- **TASK STATEMENT**:
Extend the passage on Tego BioSciences, Aonex and R&D expenses, starting right after its last sentence.

Tego BioSciences Corporation
In April 2007, Tego was formed to acquire the assets of C Sixty, Inc. Tego is focused on developing and commercializing pharmaceuticals based on the unique biochemical properties of modified buckminsterfullerenes (also known as fullerenes or buckyballs). Tegos product pipeline includes therapeutics targeting acute and chronic central nervous system degenerative diseases, other neuronal degenerative diseases and, potentially, toxicity caused by chemotherapy and radiation. Tego is also exploring the use of modified fullerenes as contrast agents in magnetic resonance imaging (MRI).
Initially, Tego does not plan to expand its internal staff to develop these pharmaceutical products. Rather, for the first eighteen months, the company intends to use third parties to perform most of the development work with a small staff located in Houston, Texas, to direct and oversee the progress of research and development, collaborations and licensing of the intellectual property. A new President and CEO was appointed effective October 25, 2007. On the same date, the Company invested $2.4 million in Tego to enable the Subsidiary to contract development with third parties.
Aonex Technologies, Inc.
Aonex is currently seeking a partner to help in the continued development of blue and white LEDs. Aonex engineers wafers that are comprised of thin films of materials suitable for fabrication of blue and white LEDs, and that have been bonded onto specially engineered support wafers using a proprietary process. By optimizing the support wafers properties, Aonex is able to simplify the manufacture of high efficiency LED structures, improve yields, and offer a viable path to larger wafer sizes (and corresponding lower costs). Aonex has performed testing of prototypes of its products and is shipping samples to potential partners.
Factors Affecting Further R&D Expenses
The Company expects that R&D expenses will continue to increase in the foreseeable future as it adds personnel, expands its pre-clinical research, begins clinical trial activities, and increases its regulatory compliance capabilities. The amount of these increases is difficult to predict due to the uncertainty inherent in the timing and extent of progress in the Companys research programs. As the Companys research efforts mature, it will continue to review the direction of its research based on an assessment of the value of possible commercial applications emerging from these efforts.

Saved entries
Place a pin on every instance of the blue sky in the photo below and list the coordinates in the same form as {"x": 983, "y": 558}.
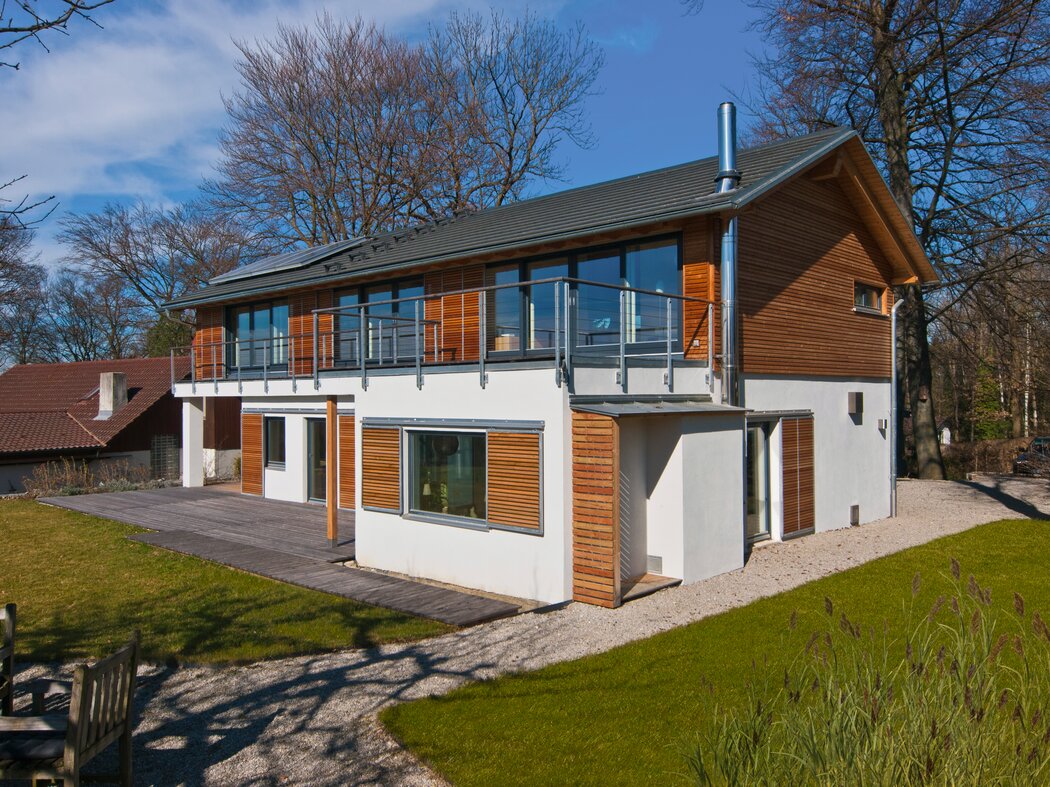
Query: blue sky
{"x": 132, "y": 110}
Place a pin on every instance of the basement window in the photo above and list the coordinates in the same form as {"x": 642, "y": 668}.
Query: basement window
{"x": 868, "y": 298}
{"x": 446, "y": 473}
{"x": 275, "y": 443}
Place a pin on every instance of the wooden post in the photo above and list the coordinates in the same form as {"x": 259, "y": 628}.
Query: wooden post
{"x": 332, "y": 470}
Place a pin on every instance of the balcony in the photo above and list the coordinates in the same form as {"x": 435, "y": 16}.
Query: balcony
{"x": 561, "y": 321}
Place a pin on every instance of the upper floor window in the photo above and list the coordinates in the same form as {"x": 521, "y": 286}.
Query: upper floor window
{"x": 868, "y": 298}
{"x": 259, "y": 335}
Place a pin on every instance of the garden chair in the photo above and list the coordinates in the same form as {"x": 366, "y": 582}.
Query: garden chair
{"x": 6, "y": 659}
{"x": 55, "y": 746}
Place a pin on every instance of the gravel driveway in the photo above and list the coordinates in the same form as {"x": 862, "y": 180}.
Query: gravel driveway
{"x": 313, "y": 719}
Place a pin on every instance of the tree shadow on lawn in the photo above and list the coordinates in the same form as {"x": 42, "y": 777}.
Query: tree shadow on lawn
{"x": 301, "y": 720}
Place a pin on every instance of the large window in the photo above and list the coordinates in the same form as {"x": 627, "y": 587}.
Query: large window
{"x": 275, "y": 442}
{"x": 259, "y": 335}
{"x": 446, "y": 473}
{"x": 390, "y": 334}
{"x": 522, "y": 320}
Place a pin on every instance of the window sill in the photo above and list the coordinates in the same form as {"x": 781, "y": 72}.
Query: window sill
{"x": 456, "y": 522}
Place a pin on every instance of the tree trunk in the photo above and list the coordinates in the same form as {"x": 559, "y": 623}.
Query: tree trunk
{"x": 927, "y": 449}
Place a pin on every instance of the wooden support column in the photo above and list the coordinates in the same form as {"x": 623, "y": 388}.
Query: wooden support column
{"x": 332, "y": 470}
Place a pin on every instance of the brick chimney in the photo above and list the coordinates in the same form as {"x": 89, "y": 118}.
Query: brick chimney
{"x": 112, "y": 394}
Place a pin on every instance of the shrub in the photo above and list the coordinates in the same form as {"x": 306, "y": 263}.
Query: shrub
{"x": 962, "y": 698}
{"x": 78, "y": 476}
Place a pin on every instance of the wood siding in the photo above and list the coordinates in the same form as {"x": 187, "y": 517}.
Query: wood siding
{"x": 348, "y": 462}
{"x": 209, "y": 356}
{"x": 513, "y": 480}
{"x": 460, "y": 333}
{"x": 381, "y": 468}
{"x": 796, "y": 440}
{"x": 595, "y": 509}
{"x": 801, "y": 249}
{"x": 251, "y": 453}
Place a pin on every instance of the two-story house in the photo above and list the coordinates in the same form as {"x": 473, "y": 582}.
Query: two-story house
{"x": 557, "y": 398}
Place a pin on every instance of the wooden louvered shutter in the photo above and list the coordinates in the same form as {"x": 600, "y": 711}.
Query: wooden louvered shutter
{"x": 513, "y": 480}
{"x": 251, "y": 453}
{"x": 796, "y": 446}
{"x": 381, "y": 468}
{"x": 348, "y": 465}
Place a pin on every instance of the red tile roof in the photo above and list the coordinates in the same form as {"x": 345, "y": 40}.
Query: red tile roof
{"x": 53, "y": 406}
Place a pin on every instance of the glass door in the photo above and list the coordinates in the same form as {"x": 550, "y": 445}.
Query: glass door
{"x": 758, "y": 483}
{"x": 316, "y": 460}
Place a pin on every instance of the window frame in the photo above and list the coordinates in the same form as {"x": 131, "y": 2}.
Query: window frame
{"x": 880, "y": 293}
{"x": 267, "y": 462}
{"x": 230, "y": 322}
{"x": 571, "y": 258}
{"x": 479, "y": 523}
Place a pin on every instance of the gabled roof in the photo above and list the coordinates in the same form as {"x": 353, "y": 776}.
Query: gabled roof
{"x": 673, "y": 192}
{"x": 53, "y": 406}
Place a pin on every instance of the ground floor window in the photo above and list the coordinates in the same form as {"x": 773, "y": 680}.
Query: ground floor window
{"x": 275, "y": 442}
{"x": 758, "y": 482}
{"x": 446, "y": 473}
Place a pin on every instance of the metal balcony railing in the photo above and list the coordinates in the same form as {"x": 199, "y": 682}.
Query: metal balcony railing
{"x": 558, "y": 318}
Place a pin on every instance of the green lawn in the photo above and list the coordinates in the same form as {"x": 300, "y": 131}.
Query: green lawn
{"x": 632, "y": 715}
{"x": 81, "y": 588}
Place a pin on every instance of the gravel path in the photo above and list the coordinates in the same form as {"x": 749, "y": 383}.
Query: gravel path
{"x": 313, "y": 720}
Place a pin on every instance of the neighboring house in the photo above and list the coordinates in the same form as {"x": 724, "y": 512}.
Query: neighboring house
{"x": 533, "y": 400}
{"x": 93, "y": 411}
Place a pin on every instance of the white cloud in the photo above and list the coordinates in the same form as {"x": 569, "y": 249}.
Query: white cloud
{"x": 133, "y": 109}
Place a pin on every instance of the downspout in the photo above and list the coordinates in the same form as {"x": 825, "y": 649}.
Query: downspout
{"x": 729, "y": 179}
{"x": 893, "y": 410}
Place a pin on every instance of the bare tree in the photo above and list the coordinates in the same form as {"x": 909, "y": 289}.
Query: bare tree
{"x": 341, "y": 129}
{"x": 25, "y": 19}
{"x": 951, "y": 96}
{"x": 155, "y": 254}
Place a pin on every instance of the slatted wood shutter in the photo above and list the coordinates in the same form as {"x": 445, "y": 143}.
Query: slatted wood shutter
{"x": 251, "y": 453}
{"x": 595, "y": 509}
{"x": 348, "y": 464}
{"x": 513, "y": 480}
{"x": 209, "y": 356}
{"x": 381, "y": 468}
{"x": 796, "y": 442}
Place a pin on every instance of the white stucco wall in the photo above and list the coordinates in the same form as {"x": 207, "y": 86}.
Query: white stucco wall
{"x": 499, "y": 561}
{"x": 851, "y": 460}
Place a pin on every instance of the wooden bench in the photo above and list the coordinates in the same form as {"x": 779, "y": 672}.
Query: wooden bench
{"x": 7, "y": 615}
{"x": 55, "y": 746}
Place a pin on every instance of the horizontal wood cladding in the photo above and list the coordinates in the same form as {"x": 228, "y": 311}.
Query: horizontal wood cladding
{"x": 209, "y": 358}
{"x": 595, "y": 509}
{"x": 796, "y": 437}
{"x": 801, "y": 250}
{"x": 300, "y": 330}
{"x": 381, "y": 468}
{"x": 698, "y": 281}
{"x": 348, "y": 462}
{"x": 513, "y": 480}
{"x": 251, "y": 453}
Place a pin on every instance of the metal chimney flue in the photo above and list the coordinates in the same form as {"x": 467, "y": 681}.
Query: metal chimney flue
{"x": 729, "y": 179}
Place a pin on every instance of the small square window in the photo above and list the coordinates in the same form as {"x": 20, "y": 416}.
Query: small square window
{"x": 275, "y": 442}
{"x": 867, "y": 297}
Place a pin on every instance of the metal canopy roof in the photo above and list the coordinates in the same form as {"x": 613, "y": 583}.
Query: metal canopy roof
{"x": 624, "y": 406}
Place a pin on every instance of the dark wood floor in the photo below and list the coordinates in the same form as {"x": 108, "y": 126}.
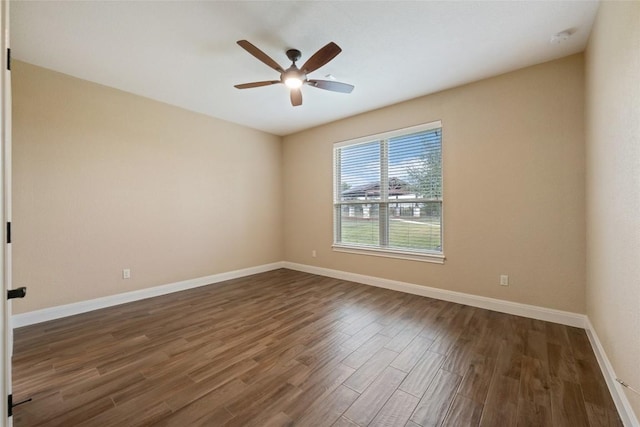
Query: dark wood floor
{"x": 289, "y": 348}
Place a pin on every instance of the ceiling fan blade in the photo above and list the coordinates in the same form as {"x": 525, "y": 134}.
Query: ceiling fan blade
{"x": 331, "y": 85}
{"x": 321, "y": 57}
{"x": 260, "y": 55}
{"x": 296, "y": 97}
{"x": 257, "y": 84}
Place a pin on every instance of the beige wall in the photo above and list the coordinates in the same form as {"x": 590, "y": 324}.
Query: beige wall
{"x": 613, "y": 187}
{"x": 513, "y": 154}
{"x": 105, "y": 180}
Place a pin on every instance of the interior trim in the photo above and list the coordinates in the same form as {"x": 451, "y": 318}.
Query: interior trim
{"x": 535, "y": 312}
{"x": 51, "y": 313}
{"x": 519, "y": 309}
{"x": 617, "y": 391}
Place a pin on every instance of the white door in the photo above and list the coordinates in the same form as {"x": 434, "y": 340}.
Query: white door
{"x": 5, "y": 215}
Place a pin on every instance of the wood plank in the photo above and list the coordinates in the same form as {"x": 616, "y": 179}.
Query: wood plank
{"x": 328, "y": 410}
{"x": 463, "y": 412}
{"x": 286, "y": 347}
{"x": 365, "y": 408}
{"x": 412, "y": 353}
{"x": 367, "y": 373}
{"x": 422, "y": 374}
{"x": 396, "y": 411}
{"x": 434, "y": 405}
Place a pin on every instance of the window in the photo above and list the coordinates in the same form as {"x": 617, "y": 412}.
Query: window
{"x": 402, "y": 218}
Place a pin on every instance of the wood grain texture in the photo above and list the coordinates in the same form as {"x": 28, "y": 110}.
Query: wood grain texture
{"x": 286, "y": 348}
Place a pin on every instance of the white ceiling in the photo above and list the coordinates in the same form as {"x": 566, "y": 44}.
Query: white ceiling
{"x": 185, "y": 53}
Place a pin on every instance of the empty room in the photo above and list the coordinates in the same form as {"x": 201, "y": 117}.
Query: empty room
{"x": 321, "y": 213}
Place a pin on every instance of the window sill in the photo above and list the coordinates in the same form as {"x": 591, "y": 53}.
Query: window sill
{"x": 391, "y": 253}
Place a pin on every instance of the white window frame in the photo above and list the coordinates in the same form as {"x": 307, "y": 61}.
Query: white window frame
{"x": 425, "y": 256}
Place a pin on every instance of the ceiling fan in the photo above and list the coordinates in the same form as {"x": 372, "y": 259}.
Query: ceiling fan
{"x": 294, "y": 77}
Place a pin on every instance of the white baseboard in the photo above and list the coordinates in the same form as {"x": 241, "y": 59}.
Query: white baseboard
{"x": 615, "y": 388}
{"x": 38, "y": 316}
{"x": 557, "y": 316}
{"x": 518, "y": 309}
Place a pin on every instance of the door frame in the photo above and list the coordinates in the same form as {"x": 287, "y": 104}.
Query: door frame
{"x": 6, "y": 343}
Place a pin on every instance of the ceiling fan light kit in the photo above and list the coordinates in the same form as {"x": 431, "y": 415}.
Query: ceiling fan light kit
{"x": 294, "y": 77}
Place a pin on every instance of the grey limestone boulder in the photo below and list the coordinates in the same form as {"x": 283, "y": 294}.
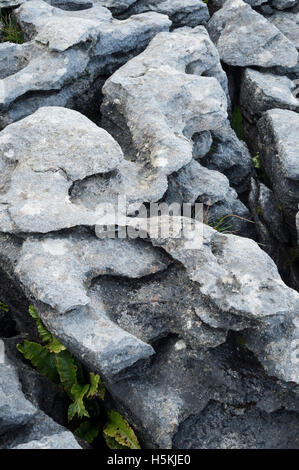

- **WRITTEN RESPONSE**:
In addition to these general factors, specific factors that will determine the eventual cost to complete the current projects at Insert and Calando include the following:
| the number, size and duration of clinical trials required to gain FDA approval; |
| the costs of producing supplies of the drug candidates needed for clinical trials and regulatory submissions; |
| the efficacy and safety profile of the drug candidates; and |
| the costs and timing of, and the ability to secure, regulatory approvals. |
It is possible that the completion of studies could be delayed for a variety of reasons, including difficulties in enrolling patients, delays in manufacturing, incomplete or inconsistent data from the pre-clinical or clinical trials, and difficulties evaluating the trial results. Any delay in completion of a trial would increase the cost of that trial, which would harm the Companys results of operations. Due to these uncertainties, the Company cannot reasonably estimate the size, nature or timing of the costs to complete or the amount or timing of the net cash inflows from Insert or Calandos current activities. Until the Company obtains further relevant pre-clinical and clinical data, it will not be able to estimate its future expenses related to the Subsidiaries programs or when, if ever, and to what extent, the Company will receive cash inflows from resulting products.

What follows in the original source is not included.